_Problem requirements_: Copy out all the rows below, requests included, and move each point by adding 54 to both its x and y coordinates. Leave the pictures out.

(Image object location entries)
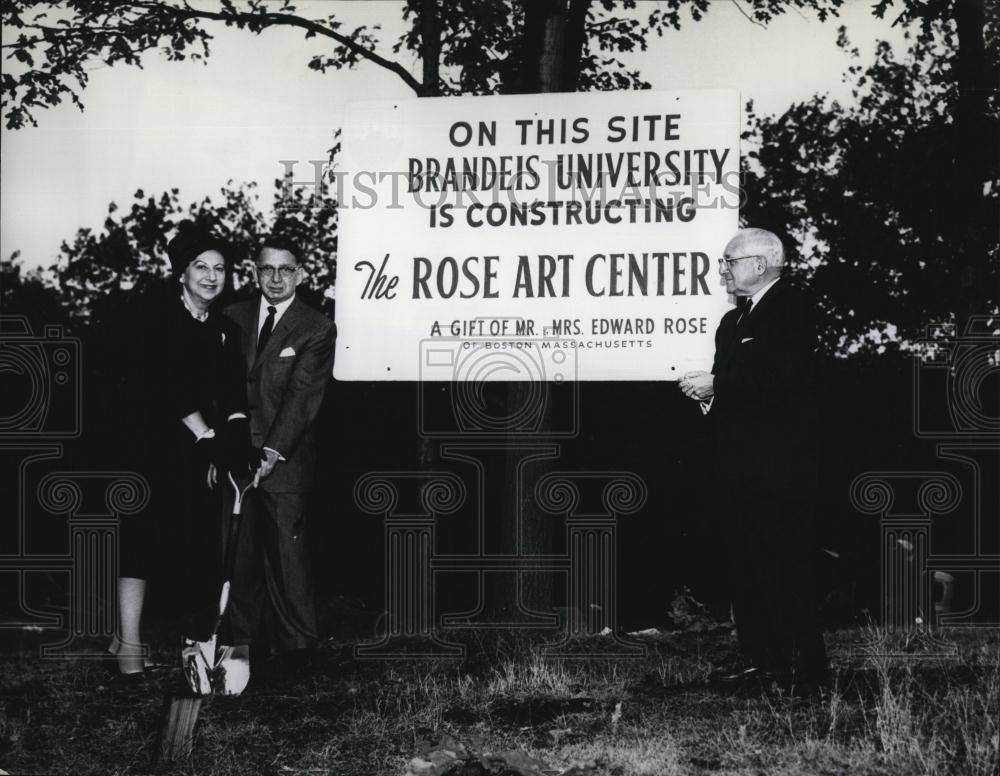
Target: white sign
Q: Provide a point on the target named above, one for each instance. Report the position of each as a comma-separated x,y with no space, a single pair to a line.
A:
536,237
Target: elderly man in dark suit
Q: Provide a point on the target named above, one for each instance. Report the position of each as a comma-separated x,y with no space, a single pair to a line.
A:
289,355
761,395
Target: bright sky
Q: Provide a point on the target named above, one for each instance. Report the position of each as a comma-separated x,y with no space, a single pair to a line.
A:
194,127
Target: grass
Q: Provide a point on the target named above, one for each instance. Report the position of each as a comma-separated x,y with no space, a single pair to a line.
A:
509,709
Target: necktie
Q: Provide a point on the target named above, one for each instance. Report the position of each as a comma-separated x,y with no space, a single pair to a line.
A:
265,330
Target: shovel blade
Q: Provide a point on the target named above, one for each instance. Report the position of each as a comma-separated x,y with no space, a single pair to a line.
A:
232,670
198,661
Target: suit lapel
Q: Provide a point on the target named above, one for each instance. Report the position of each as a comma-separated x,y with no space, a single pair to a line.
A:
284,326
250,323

_Full solution_:
Target: white sign
Q: Provide a point on the target named above, one for each instance. Report the position of each as a comma-separated x,y with no space, a single pair to a line.
A:
590,291
Target: elderly man in dark suit
Q: Provide a point on the target named above, one for each instance. Report the position of each as a comma-separated x,y with no space, a single pair to a line.
A:
343,409
815,449
Target: bright sky
Q: Provide a point on the target named above, one for each instance. Report the position of each as a comma-separated x,y with no space, a single pair to a line.
A:
248,181
Target: grass
Q: Provide a point on the target named above, one for each instance. Report the position of each as a comma-separated x,y with no space, a single pair to a line.
A:
563,763
Target: necktie
Q: Provide a point on the target named above, one for each instance. Report the position of each as a comma-separated x,y with no space, a single pair to a line.
A:
319,384
Target: shovel blade
Q: Provide a point on the target named above, one for each instance. Report the position of each as a comma-separated x,y with no space, a single pair to a line.
A:
286,724
252,715
Target: suit lapel
Q: Provide a point on the target named above, one for each instance. Report the position of each as a comma-separated x,y with no space, a single pair to a line.
A:
338,380
304,377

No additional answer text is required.